**What is being asked:**
Return every line from the records below with the string "fence".

**Entries shown:**
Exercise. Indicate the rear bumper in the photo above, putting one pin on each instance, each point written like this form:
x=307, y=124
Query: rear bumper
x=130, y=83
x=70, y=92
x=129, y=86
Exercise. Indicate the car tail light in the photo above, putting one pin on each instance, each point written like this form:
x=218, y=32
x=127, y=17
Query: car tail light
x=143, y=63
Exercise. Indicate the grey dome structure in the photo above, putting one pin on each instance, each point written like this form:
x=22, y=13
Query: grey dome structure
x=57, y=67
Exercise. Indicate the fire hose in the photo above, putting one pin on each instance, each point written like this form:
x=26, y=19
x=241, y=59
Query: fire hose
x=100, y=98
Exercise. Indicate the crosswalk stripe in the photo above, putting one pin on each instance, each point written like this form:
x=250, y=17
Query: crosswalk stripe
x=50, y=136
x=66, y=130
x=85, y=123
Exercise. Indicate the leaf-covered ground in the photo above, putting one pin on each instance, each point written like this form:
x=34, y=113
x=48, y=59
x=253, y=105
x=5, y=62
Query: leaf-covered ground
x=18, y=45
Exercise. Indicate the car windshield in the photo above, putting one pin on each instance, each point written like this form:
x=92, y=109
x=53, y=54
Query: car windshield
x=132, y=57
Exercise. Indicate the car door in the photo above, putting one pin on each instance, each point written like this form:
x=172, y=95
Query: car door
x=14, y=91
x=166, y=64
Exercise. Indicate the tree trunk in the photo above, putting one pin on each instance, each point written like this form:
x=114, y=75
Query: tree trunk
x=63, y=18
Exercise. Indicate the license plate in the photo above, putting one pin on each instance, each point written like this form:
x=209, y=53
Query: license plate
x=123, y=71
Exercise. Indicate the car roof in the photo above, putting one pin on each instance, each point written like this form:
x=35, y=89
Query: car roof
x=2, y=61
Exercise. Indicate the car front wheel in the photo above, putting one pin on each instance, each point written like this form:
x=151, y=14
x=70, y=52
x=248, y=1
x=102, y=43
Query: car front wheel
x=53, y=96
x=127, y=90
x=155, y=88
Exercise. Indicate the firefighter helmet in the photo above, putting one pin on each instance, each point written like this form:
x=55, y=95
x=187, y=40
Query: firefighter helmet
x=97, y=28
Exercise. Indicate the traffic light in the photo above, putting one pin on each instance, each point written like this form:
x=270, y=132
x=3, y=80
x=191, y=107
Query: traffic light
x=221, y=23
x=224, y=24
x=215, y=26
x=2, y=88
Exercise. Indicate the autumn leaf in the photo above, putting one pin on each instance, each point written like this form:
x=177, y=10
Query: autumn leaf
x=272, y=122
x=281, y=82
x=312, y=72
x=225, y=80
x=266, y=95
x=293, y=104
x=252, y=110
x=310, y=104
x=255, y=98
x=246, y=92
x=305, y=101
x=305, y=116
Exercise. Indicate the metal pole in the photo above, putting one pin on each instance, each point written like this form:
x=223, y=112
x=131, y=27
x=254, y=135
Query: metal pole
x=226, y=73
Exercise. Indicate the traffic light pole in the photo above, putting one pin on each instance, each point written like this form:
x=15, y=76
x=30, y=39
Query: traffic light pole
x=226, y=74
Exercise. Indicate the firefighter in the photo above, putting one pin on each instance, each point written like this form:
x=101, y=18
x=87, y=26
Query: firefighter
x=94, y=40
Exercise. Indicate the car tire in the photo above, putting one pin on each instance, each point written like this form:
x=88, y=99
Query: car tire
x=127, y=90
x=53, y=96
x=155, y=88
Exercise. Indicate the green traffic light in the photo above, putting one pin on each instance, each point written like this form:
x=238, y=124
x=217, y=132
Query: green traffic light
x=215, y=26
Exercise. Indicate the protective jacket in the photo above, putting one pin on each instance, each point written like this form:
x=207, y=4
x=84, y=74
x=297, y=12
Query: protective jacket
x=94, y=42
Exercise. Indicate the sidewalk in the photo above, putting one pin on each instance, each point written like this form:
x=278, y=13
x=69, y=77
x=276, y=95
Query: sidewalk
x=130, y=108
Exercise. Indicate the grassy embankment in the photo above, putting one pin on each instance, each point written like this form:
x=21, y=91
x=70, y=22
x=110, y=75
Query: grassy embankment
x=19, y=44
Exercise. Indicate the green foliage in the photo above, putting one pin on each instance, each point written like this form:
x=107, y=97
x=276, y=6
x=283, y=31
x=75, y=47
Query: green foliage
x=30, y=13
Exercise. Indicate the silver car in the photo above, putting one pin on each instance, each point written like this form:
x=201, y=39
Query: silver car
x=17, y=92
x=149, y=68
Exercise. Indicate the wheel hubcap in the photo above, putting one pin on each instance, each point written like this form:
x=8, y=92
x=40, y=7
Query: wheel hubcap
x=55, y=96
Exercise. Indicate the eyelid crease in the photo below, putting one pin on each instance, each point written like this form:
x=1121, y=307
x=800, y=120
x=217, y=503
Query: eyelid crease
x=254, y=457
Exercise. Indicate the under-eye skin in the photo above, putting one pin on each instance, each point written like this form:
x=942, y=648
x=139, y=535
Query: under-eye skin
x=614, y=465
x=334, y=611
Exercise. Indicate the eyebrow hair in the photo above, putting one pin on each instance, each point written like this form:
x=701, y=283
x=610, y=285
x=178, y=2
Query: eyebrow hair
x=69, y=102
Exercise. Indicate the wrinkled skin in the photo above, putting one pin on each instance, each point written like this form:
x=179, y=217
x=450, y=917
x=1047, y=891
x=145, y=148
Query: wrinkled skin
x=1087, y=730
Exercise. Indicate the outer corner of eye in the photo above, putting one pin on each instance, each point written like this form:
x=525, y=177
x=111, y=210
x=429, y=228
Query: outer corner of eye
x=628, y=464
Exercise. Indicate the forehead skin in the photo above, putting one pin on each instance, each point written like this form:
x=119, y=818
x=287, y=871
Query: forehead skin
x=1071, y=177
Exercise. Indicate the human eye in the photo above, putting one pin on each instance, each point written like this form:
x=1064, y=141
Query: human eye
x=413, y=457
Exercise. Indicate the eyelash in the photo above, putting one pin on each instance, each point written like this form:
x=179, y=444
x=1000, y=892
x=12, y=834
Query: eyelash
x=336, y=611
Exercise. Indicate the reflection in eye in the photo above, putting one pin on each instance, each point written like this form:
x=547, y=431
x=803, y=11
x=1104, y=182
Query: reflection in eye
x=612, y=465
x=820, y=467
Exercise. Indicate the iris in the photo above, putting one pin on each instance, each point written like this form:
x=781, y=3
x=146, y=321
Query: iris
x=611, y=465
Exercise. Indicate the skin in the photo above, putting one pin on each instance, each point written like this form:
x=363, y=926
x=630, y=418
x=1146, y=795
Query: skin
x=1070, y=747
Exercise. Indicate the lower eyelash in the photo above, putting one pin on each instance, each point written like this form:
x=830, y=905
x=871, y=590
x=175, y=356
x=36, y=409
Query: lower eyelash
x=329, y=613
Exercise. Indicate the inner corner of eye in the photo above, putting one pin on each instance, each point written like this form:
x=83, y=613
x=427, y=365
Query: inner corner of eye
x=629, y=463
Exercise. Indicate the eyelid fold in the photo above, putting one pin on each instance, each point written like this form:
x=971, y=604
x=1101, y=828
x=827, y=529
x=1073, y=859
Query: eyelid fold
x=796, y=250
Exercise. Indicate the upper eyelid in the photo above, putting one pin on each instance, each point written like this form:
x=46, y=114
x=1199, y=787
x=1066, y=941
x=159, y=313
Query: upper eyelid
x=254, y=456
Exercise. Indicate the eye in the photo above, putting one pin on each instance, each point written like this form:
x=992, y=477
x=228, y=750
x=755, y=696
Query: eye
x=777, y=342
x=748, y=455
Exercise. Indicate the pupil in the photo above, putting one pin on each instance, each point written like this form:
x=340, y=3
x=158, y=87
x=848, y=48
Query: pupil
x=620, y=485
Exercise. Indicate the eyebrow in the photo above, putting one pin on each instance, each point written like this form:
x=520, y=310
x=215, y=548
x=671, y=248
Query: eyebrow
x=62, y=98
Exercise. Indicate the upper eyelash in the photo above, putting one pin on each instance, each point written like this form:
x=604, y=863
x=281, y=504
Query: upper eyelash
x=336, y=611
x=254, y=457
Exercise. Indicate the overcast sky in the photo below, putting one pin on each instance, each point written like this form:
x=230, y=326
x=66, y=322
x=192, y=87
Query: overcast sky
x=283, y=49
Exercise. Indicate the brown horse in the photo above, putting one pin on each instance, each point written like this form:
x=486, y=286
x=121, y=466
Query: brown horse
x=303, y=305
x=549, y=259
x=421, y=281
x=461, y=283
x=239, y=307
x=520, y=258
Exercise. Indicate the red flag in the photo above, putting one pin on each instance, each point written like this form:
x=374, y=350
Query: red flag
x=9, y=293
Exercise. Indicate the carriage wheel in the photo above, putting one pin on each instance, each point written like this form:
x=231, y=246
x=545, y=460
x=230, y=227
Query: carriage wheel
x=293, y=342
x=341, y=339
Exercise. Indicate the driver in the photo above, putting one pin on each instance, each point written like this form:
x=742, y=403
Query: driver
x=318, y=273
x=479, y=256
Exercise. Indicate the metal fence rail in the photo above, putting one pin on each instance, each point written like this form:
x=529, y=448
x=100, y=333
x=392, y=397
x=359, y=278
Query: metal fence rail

**Exercise result:**
Exercise. Indicate the metal fence rail in the photo above, putting one pin on each instance, each point written like this form:
Query: metal fence rail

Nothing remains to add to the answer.